ABOUT THIS TASK
Only the images get left out; everything else in the records is to be transcribed exactly.

RECORDS PROVIDED

BEGIN

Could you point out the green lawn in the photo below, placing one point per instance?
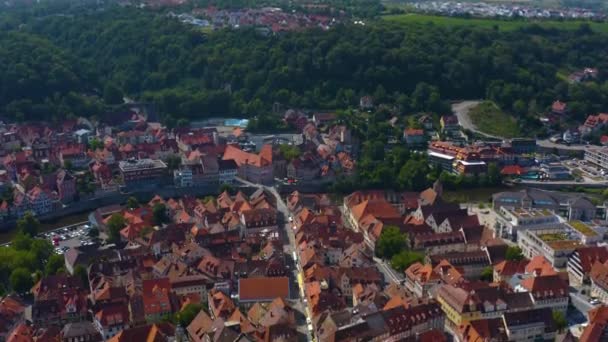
(488, 118)
(505, 25)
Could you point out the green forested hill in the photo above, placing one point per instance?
(242, 72)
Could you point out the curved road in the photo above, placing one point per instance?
(461, 109)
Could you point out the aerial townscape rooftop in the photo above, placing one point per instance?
(319, 171)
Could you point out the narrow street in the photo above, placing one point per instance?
(289, 248)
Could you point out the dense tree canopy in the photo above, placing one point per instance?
(192, 74)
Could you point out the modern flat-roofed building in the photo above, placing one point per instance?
(510, 220)
(142, 171)
(556, 244)
(569, 205)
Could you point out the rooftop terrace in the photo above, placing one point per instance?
(582, 228)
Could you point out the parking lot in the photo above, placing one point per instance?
(585, 170)
(67, 237)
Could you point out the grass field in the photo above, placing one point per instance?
(504, 25)
(488, 118)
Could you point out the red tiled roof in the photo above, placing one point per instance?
(245, 158)
(263, 288)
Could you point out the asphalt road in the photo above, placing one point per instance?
(289, 246)
(461, 109)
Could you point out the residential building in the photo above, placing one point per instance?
(597, 328)
(158, 332)
(599, 280)
(256, 168)
(190, 284)
(227, 171)
(419, 278)
(449, 124)
(80, 331)
(40, 201)
(597, 156)
(536, 324)
(183, 178)
(263, 289)
(547, 291)
(58, 300)
(414, 137)
(12, 314)
(66, 186)
(461, 305)
(582, 260)
(142, 172)
(156, 298)
(260, 222)
(111, 319)
(559, 108)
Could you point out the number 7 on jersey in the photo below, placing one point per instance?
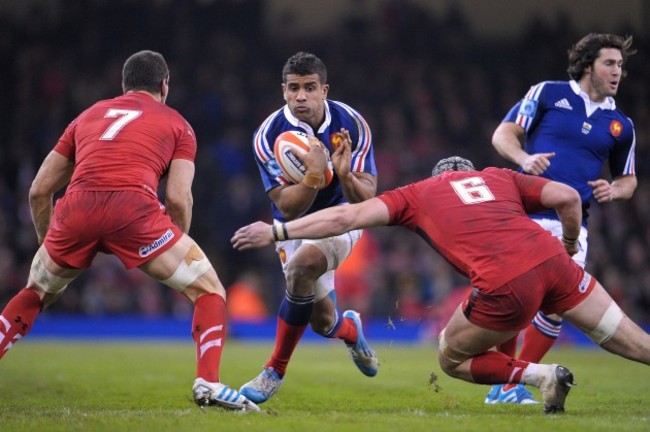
(123, 117)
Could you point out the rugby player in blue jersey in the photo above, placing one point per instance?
(566, 131)
(309, 265)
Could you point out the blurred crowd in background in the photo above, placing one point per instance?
(428, 85)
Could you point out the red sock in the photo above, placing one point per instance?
(535, 346)
(286, 340)
(347, 331)
(209, 333)
(17, 318)
(493, 367)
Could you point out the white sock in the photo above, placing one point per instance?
(534, 373)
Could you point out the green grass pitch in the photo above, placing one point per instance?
(146, 386)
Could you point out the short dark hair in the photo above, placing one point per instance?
(144, 70)
(585, 51)
(303, 63)
(454, 163)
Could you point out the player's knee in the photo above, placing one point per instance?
(321, 323)
(607, 325)
(45, 280)
(194, 265)
(448, 357)
(301, 279)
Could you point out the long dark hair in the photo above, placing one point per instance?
(585, 51)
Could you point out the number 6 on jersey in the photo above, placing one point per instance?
(472, 190)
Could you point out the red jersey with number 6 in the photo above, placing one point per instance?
(125, 143)
(477, 221)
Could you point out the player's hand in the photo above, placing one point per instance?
(537, 163)
(315, 160)
(602, 190)
(342, 156)
(255, 235)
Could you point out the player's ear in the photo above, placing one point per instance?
(164, 89)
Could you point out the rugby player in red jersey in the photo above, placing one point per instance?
(112, 157)
(478, 221)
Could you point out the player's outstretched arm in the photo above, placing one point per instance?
(54, 173)
(325, 223)
(622, 188)
(357, 186)
(178, 194)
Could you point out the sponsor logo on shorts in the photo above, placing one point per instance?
(584, 283)
(528, 108)
(147, 250)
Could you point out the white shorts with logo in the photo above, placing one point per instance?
(555, 227)
(336, 250)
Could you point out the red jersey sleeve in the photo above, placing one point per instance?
(186, 143)
(399, 207)
(65, 145)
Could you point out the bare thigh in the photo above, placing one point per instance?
(163, 266)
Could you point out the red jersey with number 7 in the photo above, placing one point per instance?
(477, 221)
(125, 143)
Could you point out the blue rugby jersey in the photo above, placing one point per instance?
(337, 115)
(558, 117)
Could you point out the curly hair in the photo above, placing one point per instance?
(144, 70)
(454, 163)
(585, 51)
(303, 63)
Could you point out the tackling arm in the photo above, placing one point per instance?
(356, 186)
(54, 173)
(324, 223)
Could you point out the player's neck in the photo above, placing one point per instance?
(593, 95)
(155, 96)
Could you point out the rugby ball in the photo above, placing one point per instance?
(289, 146)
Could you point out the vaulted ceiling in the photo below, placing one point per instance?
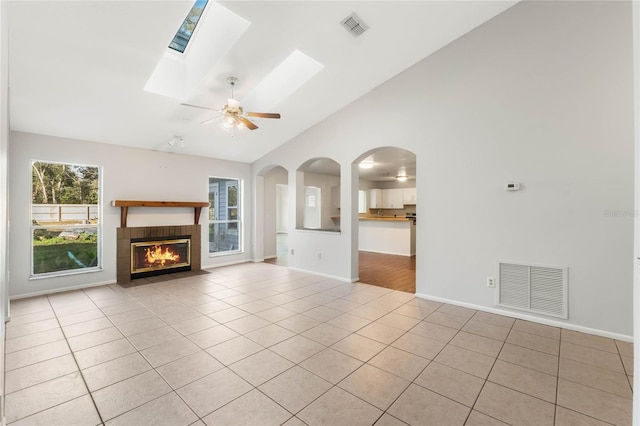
(78, 69)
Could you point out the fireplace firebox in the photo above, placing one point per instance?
(160, 256)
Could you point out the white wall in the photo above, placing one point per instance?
(636, 284)
(4, 175)
(541, 95)
(128, 174)
(276, 176)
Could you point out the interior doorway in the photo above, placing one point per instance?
(276, 215)
(387, 218)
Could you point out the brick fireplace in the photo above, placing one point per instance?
(154, 250)
(154, 235)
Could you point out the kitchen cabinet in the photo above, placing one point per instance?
(409, 196)
(375, 198)
(392, 198)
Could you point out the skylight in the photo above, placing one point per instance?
(182, 37)
(285, 79)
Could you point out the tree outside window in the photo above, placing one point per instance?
(65, 218)
(225, 216)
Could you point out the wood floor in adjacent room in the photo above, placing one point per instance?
(389, 271)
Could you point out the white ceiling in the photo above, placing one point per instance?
(78, 68)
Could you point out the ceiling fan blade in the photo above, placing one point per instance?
(201, 107)
(247, 123)
(211, 119)
(263, 114)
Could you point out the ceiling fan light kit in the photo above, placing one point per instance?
(234, 115)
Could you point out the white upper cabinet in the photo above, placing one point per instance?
(392, 198)
(375, 198)
(409, 195)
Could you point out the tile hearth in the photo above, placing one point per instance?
(258, 344)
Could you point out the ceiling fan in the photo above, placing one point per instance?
(233, 114)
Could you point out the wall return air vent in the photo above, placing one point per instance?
(533, 288)
(354, 25)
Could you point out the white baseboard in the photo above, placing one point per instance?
(545, 321)
(59, 290)
(235, 262)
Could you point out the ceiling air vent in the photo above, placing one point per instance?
(354, 25)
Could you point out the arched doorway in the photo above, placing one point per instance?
(387, 218)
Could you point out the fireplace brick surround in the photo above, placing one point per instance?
(125, 235)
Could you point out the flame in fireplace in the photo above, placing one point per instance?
(156, 256)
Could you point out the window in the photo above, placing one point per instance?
(65, 218)
(225, 225)
(182, 37)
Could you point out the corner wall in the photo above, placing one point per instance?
(4, 182)
(127, 174)
(540, 95)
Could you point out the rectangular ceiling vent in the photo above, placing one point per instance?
(533, 288)
(354, 25)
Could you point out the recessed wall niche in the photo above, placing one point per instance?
(318, 195)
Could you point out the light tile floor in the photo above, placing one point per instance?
(258, 344)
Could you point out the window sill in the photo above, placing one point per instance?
(64, 273)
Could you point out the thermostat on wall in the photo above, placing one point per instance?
(512, 186)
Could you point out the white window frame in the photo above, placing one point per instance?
(216, 220)
(97, 226)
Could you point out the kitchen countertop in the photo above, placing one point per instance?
(387, 218)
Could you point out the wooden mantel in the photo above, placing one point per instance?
(125, 204)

END

SOLUTION FOR THIS PROBLEM
Could you point out the green lawn in the photo below, placing one point per instance?
(488, 118)
(505, 25)
Could you point out the green forested hill in the photo above, placing one point per instance?
(242, 72)
Could you point out the curved road in the photo above, placing one point per instance?
(461, 109)
Could you point out the aerial townscape rooftop in the photo above, placing one point per instance?
(319, 171)
Could you point out the narrow street in the photo above, placing one point per instance?
(289, 248)
Could you point out the dense tree canopy in the photo above, placing one point per instance?
(192, 74)
Could you point out the modern flat-roofed building in the photo above, placing one point per instance?
(510, 220)
(142, 171)
(556, 244)
(569, 205)
Could you point out the rooftop terrace in the photo above, placing one point per instance?
(582, 228)
Could you point out the parking lot in the photo above, placing one point per instance?
(585, 170)
(67, 237)
Could you point out the grass field in the photo above, placing one point per instance?
(504, 25)
(488, 118)
Could you point out the red tiled roof in the photo above, placing one point per instance?
(245, 158)
(263, 288)
Could you point out the asphalt road in the photo above, placing one point per instance?
(289, 246)
(461, 109)
Could you point out the residential building in the photo above, placing one point per instance?
(597, 328)
(158, 332)
(599, 280)
(256, 168)
(190, 284)
(227, 171)
(419, 278)
(449, 124)
(80, 331)
(40, 201)
(597, 156)
(536, 324)
(183, 178)
(263, 289)
(547, 291)
(58, 300)
(414, 137)
(12, 314)
(66, 186)
(461, 305)
(582, 260)
(142, 172)
(156, 298)
(260, 222)
(111, 319)
(559, 108)
Could you point out the number 7 on jersey in the photo below, placing one point per instance?
(123, 117)
Could you point out the rugby player in blue jersey in the photo above, placing one point per instance?
(566, 131)
(309, 265)
Could you point out the blurred crowd in background in the photo above, placing one point per instance?
(428, 85)
Could you point out the red sock in the photo above, placing one point per instance?
(535, 346)
(286, 340)
(347, 331)
(209, 333)
(17, 318)
(493, 367)
Could you point out the white sock in the photo above, placing one point per instance?
(534, 373)
Could you point out the green grass pitch in the photo above, placing one point per instance?
(146, 386)
Could you point out the short dark hair in the photo above, placing one point per instance?
(144, 70)
(585, 51)
(303, 63)
(454, 163)
Could you point out the player's knee in the photo above, placing one point per instance?
(321, 323)
(607, 325)
(45, 280)
(194, 265)
(448, 357)
(301, 279)
Could you point out the long dark hair in the photo above, placing one point per instance?
(585, 51)
Could you point out the number 6 on jersey in the photo above, placing one point per instance?
(472, 190)
Could you point out the red jersey with number 6 in the photo above, placing one point per instance?
(125, 143)
(477, 221)
Could you point out the player's hand in the photo above, placing one point per instance?
(537, 163)
(315, 160)
(602, 190)
(342, 156)
(255, 235)
Could you point out the player's ear in the photo above, placing one point per instance?
(164, 89)
Could you point out the rugby player in red jersey in the photo above, placing one point per instance?
(112, 157)
(478, 221)
Could you point out the player's outstretched arm in the photo above, placing one point per instance?
(54, 173)
(325, 223)
(622, 188)
(357, 186)
(178, 194)
Could you point out the sponsor logo on shorts in the photo above, placing one point per instance?
(584, 283)
(528, 108)
(147, 250)
Could you point out the white shorts with logo in the photo above, placing one point per instance?
(555, 227)
(336, 250)
Could you point out the red jersey sleeve in the photo above, placing one point per instance?
(186, 143)
(399, 207)
(65, 145)
Could you point out the bare thigh in the photo above, placing one point per instance?
(163, 266)
Could you point out the red jersey with number 7 in the photo above, placing one point per instance?
(477, 221)
(125, 143)
Could you point out the blue rugby jersey in the photo above, placing one point per instance?
(337, 115)
(558, 117)
Could you point out the curly hair in the photo above, placing one point per instance?
(144, 70)
(454, 163)
(585, 51)
(303, 63)
Could you point out the tackling arm in the photo above, placing one point per instance?
(356, 186)
(54, 173)
(324, 223)
Could you point out the player's neck in the photo above, placing one point per instance?
(593, 95)
(155, 96)
Could you point out the rugby ball in the photo above, placing one point per instance?
(289, 146)
Could you point out the vaulted ceiling in the photo below, placing one point per instance?
(78, 69)
Could you point out the fireplace firebox in the photo above, placing one point per instance?
(160, 256)
Could you point out the white wall in the photo above, placing one point per instance?
(636, 284)
(4, 175)
(541, 95)
(128, 174)
(276, 176)
Could you point out the interior doorway in the photo above, placing one point per instance?
(276, 215)
(387, 218)
Could you point out the brick fireplace in the photo above, placing one point per instance?
(154, 250)
(154, 235)
Could you point out the kitchen cabinet in the photo above, placing one point per instance?
(409, 196)
(375, 198)
(392, 198)
Could you point out the skylight in the photo above, placing one point per instance?
(182, 37)
(285, 79)
Could you point out the tree outside window in the photo above, placing one point per instance?
(65, 218)
(225, 216)
Could you point out the wood floor in adjacent room in the photo above, placing one point per instance?
(389, 271)
Could you point out the white ceiling in the photo above, placing one point per instance?
(78, 68)
Could you point out the ceiling fan blade in the photo above, placing one point per instance?
(201, 107)
(247, 123)
(211, 119)
(263, 114)
Could you point out the ceiling fan light kit in the photo above, placing one point per instance?
(234, 115)
Could you point out the white upper cabinet in the photo above, placing one point per instance?
(392, 198)
(375, 198)
(409, 195)
Could you point out the tile hearth in the photo above, placing one point per instance?
(258, 344)
Could you point out the ceiling fan in the photo above, placing one point per instance?
(233, 114)
Could you point out the wall return air vent in the photo above, placing one point per instance?
(533, 288)
(354, 25)
Could you point out the white baseboard in the photo above, placing one point per instance?
(545, 321)
(59, 290)
(235, 262)
Could you point out the ceiling air vent in the photo above, placing one point per instance?
(354, 25)
Could you point out the arched doorway in the photo above, placing one point per instance?
(387, 218)
Could you point out the fireplace brick surround in the photo above, placing one point per instance?
(125, 235)
Could you point out the flame in fireplace in the photo above, placing one point per instance?
(156, 256)
Could you point out the window in the photo above, placing one point per instance?
(65, 218)
(225, 225)
(182, 37)
Could you point out the corner wall in the photo above, placing one point per instance?
(4, 182)
(127, 174)
(540, 95)
Could you point out the rectangular ceiling vent in the photo above, placing one point per instance?
(533, 288)
(354, 25)
Could you point out the recessed wall niche in the photo above, placing one point per instance?
(318, 195)
Could you point out the light tile floor in the photo above, placing one point per instance?
(258, 344)
Could you point out the window sill in the photo above, placing one point per instance?
(64, 273)
Could you point out the thermostat on wall in the photo above, placing one point per instance?
(512, 186)
Could you point out the white window frame in the photo above, placing one point per instance?
(216, 220)
(97, 226)
Could you point out the kitchen countertop in the photo above, placing one point per instance?
(387, 218)
Could you point out the wooden mantel in the photo above, placing one point per instance?
(125, 204)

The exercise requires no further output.